** Ziel der Aufgabe **
Beantworte kurz die folgenden Fragen zur Rede unten:
(a) Welches Land hat laut „Prognos“ neben Brandenburg die besten Zukunftsaussichten im Osten?
(b) Was ist trotz der steigenden Zahl interessierter Unternehmen begrenzt?
(c) Ab welchem Jahr sollen die angehäuften Schulden abgetragen werden?

** Quelle **
━━━━━━━━
Protocol of the Session on June 7, 2007

Dass wir damit auf dem richtigen Weg sind, hat „Prognos“ vor wenigen Wochen deutlich gemacht. Brandenburg gehört mit Sachsen zu den zwei ostdeutschen Regionen, die in den nächsten zehn Jahren die besten Zukunftsaussichten haben.

Der Standort setzt sich also immer stärker durch. Die Zahl der ansiedlungsinteressierten Unternehmen nimmt zu, und immer mehr bestehende Firmen wollen sich vergrößern. Das ist eine Situation, die wir uns seit vielen Jahren gewünscht haben. Aber die verfügbaren Fördermittel sind begrenzt; das zu erwähnen gehört zur Ehrlichkeit der Ansage. Wir werden große Anstrengungen unternehmen müssen - wir werden das auch tun -, um auch unter den Bedingungen begrenzter Möglichkeiten unsere Chancen im Standortwettbewerb optimal zu nutzen.

Einen zweiten Aspekt will ich an der Stelle auch noch erwähnen. Die gute wirtschaftliche Situation ermöglicht es uns, den Landeshaushalt zügiger zu sanieren, als wir uns das noch vor vier, fünf Jahren vorgestellt haben. Wir werden - auch das ist eine gute Nachricht für die junge Generation unseres Landes ab dem Jahr 2010 beginnen, die Schulden, die wir in den vergangenen 15, 16 Jahren angehäuft haben, abzutragen, damit die Menschen Eurer jungen Generation Gestaltungsspielräume für ihr Leben erhalten und Ihr in der Zukunft nicht nur Zinsen zahlen müsst.
━━━━━━━━
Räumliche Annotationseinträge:

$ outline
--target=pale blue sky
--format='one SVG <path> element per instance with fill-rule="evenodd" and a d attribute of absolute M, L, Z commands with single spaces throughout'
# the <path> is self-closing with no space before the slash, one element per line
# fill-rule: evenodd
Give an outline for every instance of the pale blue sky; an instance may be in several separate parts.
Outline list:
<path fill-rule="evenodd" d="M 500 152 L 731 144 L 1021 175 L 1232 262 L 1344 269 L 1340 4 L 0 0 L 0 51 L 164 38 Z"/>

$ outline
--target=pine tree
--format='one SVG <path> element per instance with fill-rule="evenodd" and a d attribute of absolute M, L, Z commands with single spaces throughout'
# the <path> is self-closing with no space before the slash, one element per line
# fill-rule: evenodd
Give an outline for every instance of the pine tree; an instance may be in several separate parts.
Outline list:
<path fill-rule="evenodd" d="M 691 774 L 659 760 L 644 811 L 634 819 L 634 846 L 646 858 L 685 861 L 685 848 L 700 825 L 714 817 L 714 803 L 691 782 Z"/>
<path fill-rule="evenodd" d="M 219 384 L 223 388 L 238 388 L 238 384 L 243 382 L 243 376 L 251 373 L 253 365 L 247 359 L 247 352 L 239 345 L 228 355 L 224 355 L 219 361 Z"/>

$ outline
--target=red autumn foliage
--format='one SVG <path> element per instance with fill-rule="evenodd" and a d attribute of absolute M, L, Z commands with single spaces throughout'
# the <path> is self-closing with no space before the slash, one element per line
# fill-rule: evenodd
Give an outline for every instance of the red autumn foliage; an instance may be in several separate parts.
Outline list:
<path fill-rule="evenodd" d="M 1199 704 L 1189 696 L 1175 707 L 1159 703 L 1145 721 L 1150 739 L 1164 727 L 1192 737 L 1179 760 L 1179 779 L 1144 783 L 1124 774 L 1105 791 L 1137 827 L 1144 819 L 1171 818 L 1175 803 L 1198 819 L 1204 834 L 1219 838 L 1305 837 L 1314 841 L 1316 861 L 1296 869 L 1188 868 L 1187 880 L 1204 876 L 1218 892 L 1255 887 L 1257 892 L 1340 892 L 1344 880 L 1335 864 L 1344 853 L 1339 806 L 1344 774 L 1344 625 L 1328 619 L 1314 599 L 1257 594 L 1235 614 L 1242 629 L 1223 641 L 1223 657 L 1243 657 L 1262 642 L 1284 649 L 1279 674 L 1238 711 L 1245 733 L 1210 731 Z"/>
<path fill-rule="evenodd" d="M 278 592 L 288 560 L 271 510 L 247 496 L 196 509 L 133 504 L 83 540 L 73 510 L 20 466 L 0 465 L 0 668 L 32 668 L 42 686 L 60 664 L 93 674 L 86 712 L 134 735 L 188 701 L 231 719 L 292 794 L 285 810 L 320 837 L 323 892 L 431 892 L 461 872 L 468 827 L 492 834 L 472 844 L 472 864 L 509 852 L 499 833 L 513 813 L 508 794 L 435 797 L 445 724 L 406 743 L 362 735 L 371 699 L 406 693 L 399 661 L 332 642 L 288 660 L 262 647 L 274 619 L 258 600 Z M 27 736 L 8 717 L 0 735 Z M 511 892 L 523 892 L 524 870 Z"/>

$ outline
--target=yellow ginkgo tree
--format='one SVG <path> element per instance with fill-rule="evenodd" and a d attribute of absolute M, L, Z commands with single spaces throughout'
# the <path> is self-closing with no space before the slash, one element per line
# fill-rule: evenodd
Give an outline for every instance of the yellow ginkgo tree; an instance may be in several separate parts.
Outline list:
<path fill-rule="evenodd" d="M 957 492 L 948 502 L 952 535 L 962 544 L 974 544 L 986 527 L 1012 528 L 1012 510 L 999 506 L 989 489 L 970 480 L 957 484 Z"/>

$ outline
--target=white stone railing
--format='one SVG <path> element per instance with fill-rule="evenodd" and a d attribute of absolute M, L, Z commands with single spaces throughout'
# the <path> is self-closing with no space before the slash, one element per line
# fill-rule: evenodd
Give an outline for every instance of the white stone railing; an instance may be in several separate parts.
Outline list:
━━━━━━━━
** Lösung **
(a) Sachsen
(b) Die verfügbaren Fördermittel
(c) Ab dem Jahr 2010